練習問題 1: AURORAのアルバム『The Gods We Can Touch』を紹介する本文を、一字一句変えずに全文返しなさい。

本文:
+ + + + + + +
AURORA 『The Gods We Can Touch』 Decca/ユニバーサル(2022)

 そして完成した2年半ぶり3作目のアルバム『The Gods We Can Touch』なのだが、ここではギリシャ神話の神々がテーマとなっている。収録曲はそれぞれギリシャ神話に出てくる神々に着想を得たもので、例えば先述の“Exist For Love”は美と愛の女神アフロディーテが、コレオ・ダンスを披露するMVが話題のポップ・チューン“Cure For Me”は癒しを司る女神パナケイアが、“Artemis”はもちろん狩猟や月の女神アルテミスが題材だ。オーロラいわく「古代の神々は〈完全なる不完全〉だった。人間味があって、手が届きそうな存在として描かれていた」というわけで、〈私たちの手が届く神々〉を意味するタイトルがアルバムには付けられている。つまり彼女の見解を要約するなら、〈古代の神々があんなふうに不完全で自由奔放だったのだから、現代の我々だってもっと自由に生きていいのでは?〉といったところだろうか。人々を縛り付けようとする宗教観や、自由を奪う社会の仕組み、性への偏見、人種差別など、なぜ人間はこんなに個々の〈らしさ〉を押さえ込もうとして、違いを受け入れることができないのかという疑問は、近頃盛んに唱えられている多様性やインクルーシヴの思想とも呼応する。
+ + + + + + +
画像領域アノテーションデータ
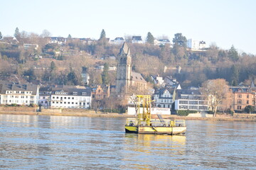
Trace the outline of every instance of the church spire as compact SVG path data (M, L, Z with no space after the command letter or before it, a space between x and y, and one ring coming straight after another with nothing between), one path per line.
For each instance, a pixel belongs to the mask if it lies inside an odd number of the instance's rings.
M129 48L128 45L126 42L124 42L123 45L122 46L119 52L119 55L123 52L125 55L129 54Z

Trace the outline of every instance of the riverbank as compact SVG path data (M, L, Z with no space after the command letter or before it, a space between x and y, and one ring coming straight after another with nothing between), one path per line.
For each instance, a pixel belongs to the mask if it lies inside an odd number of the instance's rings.
M36 112L32 110L0 110L0 114L8 115L58 115L58 116L85 116L85 117L103 117L103 118L134 118L134 115L126 113L120 114L115 113L95 113L94 110L78 111L73 109L63 110L61 113L58 112ZM186 117L176 115L162 115L163 118L168 119L183 119L195 120L210 120L210 121L253 121L256 122L256 115L253 117L238 117L218 115L216 118L202 118L202 117ZM156 115L151 115L151 118L157 118Z

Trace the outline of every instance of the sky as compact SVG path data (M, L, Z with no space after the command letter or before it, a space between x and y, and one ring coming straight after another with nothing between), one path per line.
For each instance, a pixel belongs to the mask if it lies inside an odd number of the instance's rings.
M150 32L155 38L177 33L228 50L256 55L255 0L0 0L0 31L111 40Z

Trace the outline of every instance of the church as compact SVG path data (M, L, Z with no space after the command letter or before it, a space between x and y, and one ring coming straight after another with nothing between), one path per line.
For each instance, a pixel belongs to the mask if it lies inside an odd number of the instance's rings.
M132 55L126 42L124 42L117 55L117 94L141 94L146 89L146 81L139 73L132 72Z

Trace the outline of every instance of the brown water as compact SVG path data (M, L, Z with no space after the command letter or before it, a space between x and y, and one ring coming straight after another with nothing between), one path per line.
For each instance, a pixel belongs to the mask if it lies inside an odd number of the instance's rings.
M255 169L256 123L186 120L184 136L125 118L0 115L0 169Z

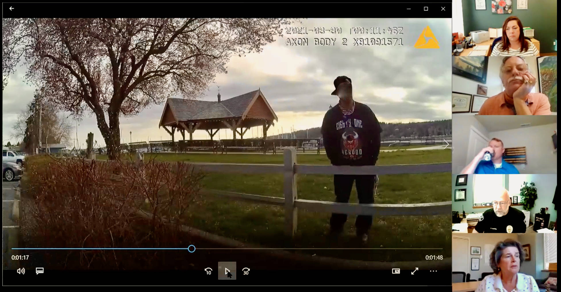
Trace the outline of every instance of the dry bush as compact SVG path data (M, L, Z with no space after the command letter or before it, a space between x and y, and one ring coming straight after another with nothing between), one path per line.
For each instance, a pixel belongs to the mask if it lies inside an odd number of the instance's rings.
M36 235L44 247L187 247L178 218L202 178L187 164L48 158L32 159L26 175L24 188L37 206L31 215L41 223ZM139 216L141 209L149 216ZM45 260L74 269L165 265L154 262L165 260L156 253L81 250Z

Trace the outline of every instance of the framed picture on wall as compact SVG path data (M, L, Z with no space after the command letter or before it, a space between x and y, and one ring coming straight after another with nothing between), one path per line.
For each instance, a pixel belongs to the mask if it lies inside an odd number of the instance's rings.
M454 201L465 201L467 189L458 189L454 192Z
M459 175L456 176L456 186L467 185L467 175Z
M471 270L479 271L479 258L471 258Z
M471 95L452 92L452 112L470 112Z
M485 6L485 0L475 0L476 10L485 10L487 7Z
M485 84L488 63L488 56L454 56L452 60L452 74Z
M483 103L487 100L489 97L482 95L473 95L473 101L471 102L471 112L479 112L479 110L483 105Z
M548 96L552 112L557 112L557 56L537 57L540 92Z
M504 0L491 0L491 13L493 14L511 14L512 13L512 2Z
M530 261L532 260L531 251L530 244L524 244L522 246L522 251L524 252L524 260Z
M476 256L481 256L481 247L480 247L480 246L472 246L472 247L471 247L471 252L470 253L470 254L473 255L476 255Z

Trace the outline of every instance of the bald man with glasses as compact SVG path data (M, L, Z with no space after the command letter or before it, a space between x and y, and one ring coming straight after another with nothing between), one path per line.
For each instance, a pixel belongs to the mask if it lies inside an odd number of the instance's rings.
M493 209L483 213L479 218L473 233L525 233L526 217L522 211L511 206L508 191L493 191Z

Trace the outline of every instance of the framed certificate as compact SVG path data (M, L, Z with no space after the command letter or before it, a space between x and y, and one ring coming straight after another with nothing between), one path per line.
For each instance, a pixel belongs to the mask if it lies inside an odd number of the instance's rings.
M454 201L465 201L467 189L459 189L454 192Z
M471 103L471 112L479 112L479 109L488 98L482 95L473 95L473 101Z
M456 176L456 186L467 185L467 175L458 175Z
M487 9L485 6L485 0L475 0L476 10L485 10Z
M470 112L471 95L452 92L452 112Z

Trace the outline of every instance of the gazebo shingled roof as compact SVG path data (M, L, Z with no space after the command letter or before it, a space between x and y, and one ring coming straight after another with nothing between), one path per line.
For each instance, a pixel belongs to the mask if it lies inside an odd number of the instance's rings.
M192 140L192 133L196 130L206 130L211 139L220 129L229 129L233 131L234 139L236 133L243 139L245 132L256 126L263 126L263 136L266 137L267 129L274 121L278 120L260 90L224 101L220 100L220 93L218 97L217 101L168 98L159 126L164 127L172 140L176 130L181 133L184 140L187 131L190 140Z

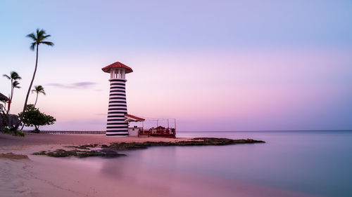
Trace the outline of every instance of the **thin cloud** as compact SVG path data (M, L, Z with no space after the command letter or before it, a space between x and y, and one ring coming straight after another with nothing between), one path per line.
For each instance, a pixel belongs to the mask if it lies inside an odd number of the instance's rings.
M84 81L84 82L77 82L69 84L63 84L63 83L46 83L46 86L55 86L61 88L66 88L66 89L85 89L90 88L96 84L95 82L89 82L89 81Z

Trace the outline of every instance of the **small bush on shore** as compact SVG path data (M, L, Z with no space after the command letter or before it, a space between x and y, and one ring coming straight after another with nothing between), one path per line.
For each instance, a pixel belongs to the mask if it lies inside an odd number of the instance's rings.
M23 133L22 131L20 131L20 130L15 131L15 130L9 129L8 128L4 128L2 130L2 133L10 134L10 135L12 135L14 136L25 137L25 133Z

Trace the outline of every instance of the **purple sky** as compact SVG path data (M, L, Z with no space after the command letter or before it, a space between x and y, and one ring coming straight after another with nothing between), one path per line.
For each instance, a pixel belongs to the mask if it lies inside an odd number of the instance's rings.
M1 74L34 85L55 130L103 130L119 61L128 113L176 118L179 130L352 129L352 1L2 1ZM39 5L39 6L38 6ZM9 81L0 78L0 92ZM31 95L33 103L35 95Z

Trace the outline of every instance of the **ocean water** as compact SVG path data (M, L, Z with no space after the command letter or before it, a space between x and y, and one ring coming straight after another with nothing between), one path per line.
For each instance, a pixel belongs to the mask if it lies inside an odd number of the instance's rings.
M125 151L128 156L124 158L81 162L95 163L103 169L101 173L113 177L137 163L131 175L135 182L149 182L145 177L152 175L152 167L154 172L193 173L317 196L352 196L352 131L179 132L177 137L251 138L266 143L152 147Z

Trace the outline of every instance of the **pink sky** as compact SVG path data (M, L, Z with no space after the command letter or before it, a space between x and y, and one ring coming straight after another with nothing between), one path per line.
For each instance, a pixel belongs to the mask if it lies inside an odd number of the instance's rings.
M118 61L134 70L128 113L176 118L179 130L352 129L352 3L280 2L53 1L39 15L6 1L1 74L23 79L12 112L34 64L25 36L42 27L56 46L39 48L34 85L47 95L37 107L57 119L43 128L104 130L109 75L101 69ZM9 85L1 77L0 92Z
+ + + + + + +
練習問題 2: 一覧のうち、「Trace the outline of every instance of the brown」を含む行から「M36 235L44 247L187」を含む行までを、両端の行も含めてそのまま打ち直しなさい。解答に画像は入れないこと。

解答 1:
AURORA 『The Gods We Can Touch』 Decca/ユニバーサル(2022)

 そして完成した2年半ぶり3作目のアルバム『The Gods We Can Touch』なのだが、ここではギリシャ神話の神々がテーマとなっている。収録曲はそれぞれギリシャ神話に出てくる神々に着想を得たもので、例えば先述の“Exist For Love”は美と愛の女神アフロディーテが、コレオ・ダンスを披露するMVが話題のポップ・チューン“Cure For Me”は癒しを司る女神パナケイアが、“Artemis”はもちろん狩猟や月の女神アルテミスが題材だ。オーロラいわく「古代の神々は〈完全なる不完全〉だった。人間味があって、手が届きそうな存在として描かれていた」というわけで、〈私たちの手が届く神々〉を意味するタイトルがアルバムには付けられている。つまり彼女の見解を要約するなら、〈古代の神々があんなふうに不完全で自由奔放だったのだから、現代の我々だってもっと自由に生きていいのでは?〉といったところだろうか。人々を縛り付けようとする宗教観や、自由を奪う社会の仕組み、性への偏見、人種差別など、なぜ人間はこんなに個々の〈らしさ〉を押さえ込もうとして、違いを受け入れることができないのかという疑問は、近頃盛んに唱えられている多様性やインクルーシヴの思想とも呼応する。

解答 2:
Trace the outline of every instance of the brown water as compact SVG path data (M, L, Z with no space after the command letter or before it, a space between x and y, and one ring coming straight after another with nothing between), one path per line.
For each instance, a pixel belongs to the mask if it lies inside an odd number of the instance's rings.
M255 169L256 123L186 120L184 136L125 118L0 115L0 169Z

Trace the outline of every instance of the dry bush as compact SVG path data (M, L, Z with no space after the command letter or before it, a space between x and y, and one ring coming straight after another with nothing between), one path per line.
For each instance, a pixel belongs to the mask if it lies inside an odd number of the instance's rings.
M36 235L44 247L187 247L178 218L202 178L187 164L48 158L32 159L26 175L24 188L37 206L31 215L41 223ZM139 216L141 209L149 216ZM45 260L74 269L165 265L154 262L165 260L156 253L81 250Z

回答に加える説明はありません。